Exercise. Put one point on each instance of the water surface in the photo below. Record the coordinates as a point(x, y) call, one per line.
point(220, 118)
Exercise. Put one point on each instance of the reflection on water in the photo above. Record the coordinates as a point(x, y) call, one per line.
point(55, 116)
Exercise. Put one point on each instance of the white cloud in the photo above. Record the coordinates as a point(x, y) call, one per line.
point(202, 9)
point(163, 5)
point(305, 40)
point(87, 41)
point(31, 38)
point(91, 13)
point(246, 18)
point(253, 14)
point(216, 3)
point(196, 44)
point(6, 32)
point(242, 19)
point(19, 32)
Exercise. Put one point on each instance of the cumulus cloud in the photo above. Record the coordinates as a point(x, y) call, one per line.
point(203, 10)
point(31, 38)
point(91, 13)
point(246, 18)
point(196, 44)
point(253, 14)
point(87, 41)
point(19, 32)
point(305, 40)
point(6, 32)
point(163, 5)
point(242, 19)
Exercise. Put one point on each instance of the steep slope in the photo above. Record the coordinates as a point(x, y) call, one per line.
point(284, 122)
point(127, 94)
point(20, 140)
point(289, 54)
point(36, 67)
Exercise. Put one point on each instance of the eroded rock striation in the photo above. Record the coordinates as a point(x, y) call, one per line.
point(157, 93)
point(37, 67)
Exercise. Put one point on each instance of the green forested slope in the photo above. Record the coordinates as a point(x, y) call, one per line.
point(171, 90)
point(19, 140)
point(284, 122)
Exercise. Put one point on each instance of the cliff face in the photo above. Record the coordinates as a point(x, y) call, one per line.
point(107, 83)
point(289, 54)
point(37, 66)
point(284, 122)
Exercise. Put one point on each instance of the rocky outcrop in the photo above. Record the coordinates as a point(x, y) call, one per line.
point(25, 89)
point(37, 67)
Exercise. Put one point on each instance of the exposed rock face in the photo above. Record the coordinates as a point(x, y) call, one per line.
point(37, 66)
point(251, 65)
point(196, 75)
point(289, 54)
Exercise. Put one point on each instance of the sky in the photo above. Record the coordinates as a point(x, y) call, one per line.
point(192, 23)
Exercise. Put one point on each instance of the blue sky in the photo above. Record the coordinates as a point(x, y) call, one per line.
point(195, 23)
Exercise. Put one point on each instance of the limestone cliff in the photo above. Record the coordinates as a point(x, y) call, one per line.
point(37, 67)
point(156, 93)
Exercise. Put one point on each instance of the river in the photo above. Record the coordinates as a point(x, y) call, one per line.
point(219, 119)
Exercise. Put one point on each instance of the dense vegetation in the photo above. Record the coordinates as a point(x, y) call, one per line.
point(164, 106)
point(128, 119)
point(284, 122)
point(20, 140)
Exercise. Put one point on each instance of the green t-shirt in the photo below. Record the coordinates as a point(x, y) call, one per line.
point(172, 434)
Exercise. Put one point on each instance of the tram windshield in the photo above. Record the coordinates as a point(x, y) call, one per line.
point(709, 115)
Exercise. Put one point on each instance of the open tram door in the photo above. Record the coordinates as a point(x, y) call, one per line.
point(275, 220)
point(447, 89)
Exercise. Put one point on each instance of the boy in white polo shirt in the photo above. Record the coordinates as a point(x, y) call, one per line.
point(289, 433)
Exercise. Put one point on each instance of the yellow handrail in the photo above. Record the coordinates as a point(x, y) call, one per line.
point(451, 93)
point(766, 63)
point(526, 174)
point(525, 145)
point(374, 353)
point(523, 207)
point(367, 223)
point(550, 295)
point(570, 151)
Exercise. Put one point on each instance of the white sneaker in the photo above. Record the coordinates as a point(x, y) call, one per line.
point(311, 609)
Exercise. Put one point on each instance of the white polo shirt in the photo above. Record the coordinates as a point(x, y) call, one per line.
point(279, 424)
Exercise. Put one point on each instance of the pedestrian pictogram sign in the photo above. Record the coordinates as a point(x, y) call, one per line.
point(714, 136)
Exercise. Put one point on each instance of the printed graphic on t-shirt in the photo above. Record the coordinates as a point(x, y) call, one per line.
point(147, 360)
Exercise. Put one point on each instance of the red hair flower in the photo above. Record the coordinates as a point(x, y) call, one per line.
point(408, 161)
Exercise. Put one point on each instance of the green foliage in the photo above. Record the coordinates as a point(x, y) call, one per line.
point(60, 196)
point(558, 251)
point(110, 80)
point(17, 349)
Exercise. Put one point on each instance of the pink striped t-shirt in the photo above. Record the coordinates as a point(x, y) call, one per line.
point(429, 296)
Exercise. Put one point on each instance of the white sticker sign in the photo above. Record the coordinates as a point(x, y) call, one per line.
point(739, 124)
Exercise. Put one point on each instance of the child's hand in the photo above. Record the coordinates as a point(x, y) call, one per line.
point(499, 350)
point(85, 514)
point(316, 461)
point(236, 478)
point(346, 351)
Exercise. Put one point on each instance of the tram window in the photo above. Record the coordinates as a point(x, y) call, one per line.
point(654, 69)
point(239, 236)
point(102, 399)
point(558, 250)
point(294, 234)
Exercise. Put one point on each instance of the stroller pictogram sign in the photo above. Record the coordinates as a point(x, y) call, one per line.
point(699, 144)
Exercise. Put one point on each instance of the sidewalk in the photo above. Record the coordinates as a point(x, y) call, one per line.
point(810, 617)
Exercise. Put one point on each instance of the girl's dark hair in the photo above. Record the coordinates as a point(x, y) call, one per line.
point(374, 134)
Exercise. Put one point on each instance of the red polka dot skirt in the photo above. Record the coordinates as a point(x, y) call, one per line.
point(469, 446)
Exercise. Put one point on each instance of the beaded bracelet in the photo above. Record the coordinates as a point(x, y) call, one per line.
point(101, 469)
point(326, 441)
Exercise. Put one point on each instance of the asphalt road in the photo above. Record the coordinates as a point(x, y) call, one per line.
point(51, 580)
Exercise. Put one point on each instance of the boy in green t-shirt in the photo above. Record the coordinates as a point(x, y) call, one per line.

**The exercise**
Your task is to transcribe the material exactly.

**Answer below**
Exercise. Put one point on each instance of the water surface in the photo below. Record the coordinates as a point(x, y) call, one per line.
point(220, 118)
Exercise. Put one point on each instance of the reflection on water in the photo above. Record the coordinates as a point(x, y) call, one per line.
point(55, 116)
Exercise. Put one point on each instance of the white cloud in the photo above. Record the coordinates as a point(x, y) call, one per line.
point(202, 9)
point(163, 5)
point(305, 40)
point(87, 41)
point(31, 38)
point(91, 13)
point(246, 18)
point(253, 14)
point(216, 3)
point(196, 44)
point(6, 32)
point(242, 19)
point(19, 32)
Exercise. Put one point on each instance of the cumulus cloud in the photo above. Record the coordinates as a point(x, y) call, one per line.
point(203, 10)
point(31, 38)
point(91, 13)
point(246, 18)
point(196, 44)
point(253, 14)
point(87, 41)
point(19, 32)
point(305, 40)
point(6, 32)
point(163, 5)
point(242, 19)
Exercise. Put one point on each instance of the steep slope in the photo above. Record the coordinates as a point(x, y) call, one per line.
point(284, 122)
point(127, 94)
point(20, 140)
point(289, 54)
point(36, 67)
Exercise. Put one point on each instance of the eroded rock striation in the photo above. Record the coordinates as a point(x, y) call, one per line.
point(157, 93)
point(37, 67)
Exercise. Put one point on each instance of the green forested slope in the photo above. Record the coordinates as a point(x, y) call, one per line.
point(171, 90)
point(19, 140)
point(284, 122)
Exercise. Put one point on each instance of the cliff face in the photo above. Record the coordinates as a point(x, y) call, one per line.
point(107, 83)
point(289, 54)
point(37, 66)
point(284, 122)
Exercise. Put one point on each instance of the rocky outcrop in the photo above. Record the coordinates as a point(x, y) call, one per line.
point(25, 89)
point(37, 67)
Exercise. Put one point on each instance of the exposed rock face in the photo above. Record the coordinates as a point(x, y) call, one per line.
point(37, 66)
point(251, 65)
point(196, 75)
point(289, 54)
Exercise. Put one point on each instance of the sky in the photo above. Record the coordinates as a point(x, y) call, one per line.
point(192, 23)
Exercise. Put one point on each instance of the blue sky in the photo above. Record the coordinates as a point(x, y) call, one per line.
point(195, 23)
Exercise. Put one point on each instance of the limestone cliff in the photo above. Record the coordinates as a point(x, y) call, one per line.
point(37, 67)
point(156, 93)
Exercise. Put one point on each instance of the river in the photo above. Record the coordinates as a point(x, y) call, one per line.
point(219, 119)
Exercise. Put one point on each instance of the dense vegetation in the photo above. Record the coordinates as a point(x, y) call, one per line.
point(164, 106)
point(128, 119)
point(284, 122)
point(20, 140)
Exercise. Put one point on each instance of the green t-shirt in the photo below. Record the coordinates as a point(x, y) call, one per line.
point(172, 434)
Exercise. Put one point on each instance of the tram windshield in the photo above. Record the coordinates as a point(x, y) call, one per line.
point(709, 115)
Exercise. Put one point on each instance of the open tram door in the photo above. Record the coordinates as a point(x, y) call, one per line.
point(275, 220)
point(447, 89)
Exercise. Put one point on each instance of the boy in white polo shirt in the photo above. Record the coordinates as a point(x, y) call, one per line.
point(289, 433)
Exercise. Put one point on each instance of the yellow handrail in the photo above. Record the coordinates as a point(x, y) call, one per line.
point(451, 93)
point(766, 63)
point(526, 174)
point(525, 145)
point(374, 353)
point(523, 207)
point(367, 223)
point(550, 295)
point(570, 151)
Exercise. Put one point on each instance of the white sneaker in the photo above. Record the coordinates as a point(x, y) call, one per line.
point(311, 609)
Exercise. Put one point on each instance of the white polo shirt in the photo above. Record the coordinates as a point(x, y) call, one per line.
point(279, 424)
Exercise. Put one point on each instance of the pedestrian pictogram sign in the photo above. Record the coordinates as a point(x, y) call, one per line.
point(714, 136)
Exercise. Put one point on each instance of the printed graphic on t-shirt in the photo above. Record the coordinates as a point(x, y) call, one per line.
point(147, 360)
Exercise. Put one point on each instance of the red hair flower in the photo above. Record the coordinates as a point(x, y) call, one per line.
point(408, 161)
Exercise. Put one point on each instance of the green foliage in the photo above. Record the coordinates as a point(x, y) call, one per line.
point(60, 196)
point(558, 251)
point(110, 80)
point(17, 349)
Exercise. Put one point on each instance of the pink striped t-shirt in the photo above. Record the coordinates as a point(x, y) call, one per line.
point(429, 296)
Exercise. Put one point on each instance of the white sticker sign in the photo above. Record the coordinates as a point(x, y) call, one per line.
point(739, 124)
Exercise. Put one point on each instance of the child's hand in the photo above. Record the coordinates as a point(x, y) call, one per line.
point(499, 350)
point(85, 514)
point(316, 461)
point(236, 478)
point(346, 351)
Exercise. Put one point on each instance of the tram window in the photo above. Record the coordinates as a point(x, y) call, one per line.
point(654, 69)
point(239, 236)
point(102, 399)
point(558, 250)
point(294, 234)
Exercise. Put one point on each instance of the stroller pictogram sign in the photo above. Record the coordinates as a point(x, y) call, one per line.
point(699, 144)
Exercise. Put one point on each instance of the sidewalk in the photo above. Record the coordinates as a point(x, y) call, one per line.
point(810, 617)
Exercise. Put one point on each instance of the girl's dark hair in the photo above. Record the coordinates as a point(x, y) call, one per line.
point(374, 134)
Exercise. Put one point on each instance of the red polka dot skirt in the photo above. Record the coordinates as a point(x, y) call, one per line.
point(469, 446)
Exercise. Put one point on each instance of the beaded bracelet in the photo above. Record the coordinates as a point(x, y) call, one per line.
point(101, 469)
point(326, 441)
Exercise. Put one point on each instance of the asphalt road in the photo above. Record the coordinates as a point(x, y) call, one per line.
point(51, 580)
Exercise. Put one point on each instance of the boy in green t-shirt in the photo above. Record the coordinates as a point(x, y) call, one per line.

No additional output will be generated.